— Start of STORED DATA —

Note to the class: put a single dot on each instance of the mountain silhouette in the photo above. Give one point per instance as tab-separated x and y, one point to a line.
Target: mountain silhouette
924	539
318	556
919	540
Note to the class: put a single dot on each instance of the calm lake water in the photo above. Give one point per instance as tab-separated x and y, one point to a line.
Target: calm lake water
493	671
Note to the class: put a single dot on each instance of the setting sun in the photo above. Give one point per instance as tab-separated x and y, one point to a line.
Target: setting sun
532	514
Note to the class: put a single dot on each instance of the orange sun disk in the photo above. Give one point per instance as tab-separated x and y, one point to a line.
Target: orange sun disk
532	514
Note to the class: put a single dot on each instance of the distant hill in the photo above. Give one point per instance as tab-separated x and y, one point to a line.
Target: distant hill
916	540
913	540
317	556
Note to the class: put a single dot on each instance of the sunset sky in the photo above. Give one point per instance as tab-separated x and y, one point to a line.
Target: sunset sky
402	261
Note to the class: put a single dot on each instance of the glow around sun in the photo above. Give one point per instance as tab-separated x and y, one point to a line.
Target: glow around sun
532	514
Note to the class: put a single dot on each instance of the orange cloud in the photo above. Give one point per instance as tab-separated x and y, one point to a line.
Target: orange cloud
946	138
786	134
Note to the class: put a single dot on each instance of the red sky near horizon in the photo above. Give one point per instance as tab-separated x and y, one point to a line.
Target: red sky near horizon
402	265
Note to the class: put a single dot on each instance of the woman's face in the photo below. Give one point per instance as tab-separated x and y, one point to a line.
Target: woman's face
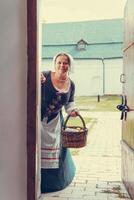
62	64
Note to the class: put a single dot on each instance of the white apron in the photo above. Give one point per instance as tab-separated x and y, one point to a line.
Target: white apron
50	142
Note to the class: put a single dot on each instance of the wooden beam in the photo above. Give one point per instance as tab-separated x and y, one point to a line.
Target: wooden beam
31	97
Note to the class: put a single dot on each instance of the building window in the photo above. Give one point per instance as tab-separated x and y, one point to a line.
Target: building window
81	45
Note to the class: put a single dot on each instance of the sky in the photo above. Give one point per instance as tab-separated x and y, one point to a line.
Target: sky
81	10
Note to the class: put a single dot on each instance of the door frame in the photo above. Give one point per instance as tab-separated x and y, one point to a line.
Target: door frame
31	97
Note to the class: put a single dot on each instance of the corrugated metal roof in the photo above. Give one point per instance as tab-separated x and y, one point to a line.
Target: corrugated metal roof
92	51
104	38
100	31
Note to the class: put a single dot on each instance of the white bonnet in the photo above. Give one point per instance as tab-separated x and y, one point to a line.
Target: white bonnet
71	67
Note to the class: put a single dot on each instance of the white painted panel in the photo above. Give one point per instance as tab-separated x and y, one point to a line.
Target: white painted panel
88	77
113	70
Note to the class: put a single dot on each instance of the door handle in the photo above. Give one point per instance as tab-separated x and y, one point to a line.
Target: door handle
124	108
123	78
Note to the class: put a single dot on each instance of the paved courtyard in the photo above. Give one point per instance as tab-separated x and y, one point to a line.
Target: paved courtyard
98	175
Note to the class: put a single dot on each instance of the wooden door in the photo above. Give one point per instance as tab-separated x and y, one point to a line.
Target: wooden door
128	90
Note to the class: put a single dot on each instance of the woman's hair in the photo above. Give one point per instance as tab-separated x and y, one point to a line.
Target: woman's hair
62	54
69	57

— End of STORED DATA —

> _PROBLEM TO SOLVE_
Arrange every line of the material above as a numbered list, skipping any blank lines and omitting the pictures.

> _ANSWER TO THIS TASK_
1. Note to the class: put a single dot on each instance of the mountain silhouette in the photo above. Give one point per instance as tab-separated x and y, one point to a line.
2. Target: mountain silhouette
3. 924	539
4. 318	556
5. 919	540
6. Note to the class: put a single dot on each instance of the calm lake water in the photo above. Give one point per instance as tab-separated x and y, one point to a line.
7. Target: calm lake water
8. 493	671
9. Note to the class: put a single dot on each instance of the setting sun in the photo above. Give one point per instance as tab-separated x and y, one point to a line.
10. Target: setting sun
11. 532	514
12. Note to the class: put a single dot on each instance of the orange sun disk in the photo above. Give one point per instance as tab-separated x and y, one point to a line.
13. Target: orange sun disk
14. 532	514
15. Note to the class: put a single dot on each instance of the distant hill in the photo above. Give one point per instance as tab-separated x and y, one point to a line.
16. Target: distant hill
17. 916	540
18. 913	540
19. 317	556
20. Note to the class: put a single dot on each instance of the sunset sky in the photo above. Give one point per instance as tab-separated x and y, one point to a line.
21. Target: sunset sky
22. 402	261
23. Note to the class: put a single dot on each instance of the glow around sun in the photo above. Give one point per instance as tab-separated x and y, one point to a line.
24. Target: glow around sun
25. 532	514
26. Note to the class: put a single dot on each instance of the orange cloud in the photo above. Give one point per instance as tab-separated x and y, one point to a line.
27. Target: orange cloud
28. 946	138
29. 786	134
30. Note to the class: put a single dot on each instance of the red sky near horizon in the photo above. Give one point per instance as tab-separated x and y, one point to a line.
31. Target: red sky near horizon
32. 402	265
33. Note to the class: put a single dot on each instance of the woman's face in the photo below. Give one point per instance as tab-separated x and y, one point to a line.
34. Target: woman's face
35. 62	64
36. Note to the class: put a single dot on each instance of the white apron in the photo above. Give one point per instance as tab-separated x and y, one point to a line.
37. Target: white apron
38. 50	142
39. Note to the class: put a single dot on each instance of the wooden beam in the photo above. Give one point per instance as tab-separated x and y, one point to a line.
40. Target: wooden beam
41. 31	97
42. Note to the class: put a single dot on each instance of the building window in the photo above. Give one point per instance as tab-separated x and y, one point to a line.
43. Target: building window
44. 81	45
45. Note to the class: put a single dot on each instance of the sky in the photo above. Give one point per instance as tab-separated x and y, one point to a line.
46. Target: sky
47. 81	10
48. Note to the class: put a single dot on each instance of the door frame in the photo above. Give one point per instance as tab-separated x and y, one point to a line.
49. Target: door frame
50. 31	97
51. Note to the class: put a single dot on each instance of the corrugated metal roof in the photo above. Give one point per instance as tab-separated x and y, one point to a line.
52. Target: corrugated metal roof
53. 92	51
54. 104	38
55. 100	31
56. Note to the class: put a single dot on each instance of the white bonnet in the photo above. Give one point per instance as tab-separated x and y, one point to a line.
57. Target: white bonnet
58. 71	67
59. Note to the class: put a single dot on each instance of the white painted panel in the photo above. Give one point per instance as tab-separated x and y, one point to a line.
60. Target: white painted panel
61. 88	77
62. 113	70
63. Note to the class: put a single dot on each instance of the door handle in the photo above. Give one point per instance as tab-separated x and y, one point to a line.
64. Target: door handle
65. 124	108
66. 123	78
67. Note to the class: put a single dot on each instance of the paved courtyard in the photo above. Give one point per instance as tab-separated x and y, one point to a line.
68. Target: paved courtyard
69. 98	175
70. Note to the class: put a single dot on each instance of the wooden door in the photo above. Give one point per instance as tab-separated x and y, one point to a line.
71. Target: wooden door
72. 128	90
73. Note to the class: put a single dot on each instance of the woman's hair in the photo above. Give one point per instance as tab-separated x and y, one point to a line.
74. Target: woman's hair
75. 62	54
76. 69	57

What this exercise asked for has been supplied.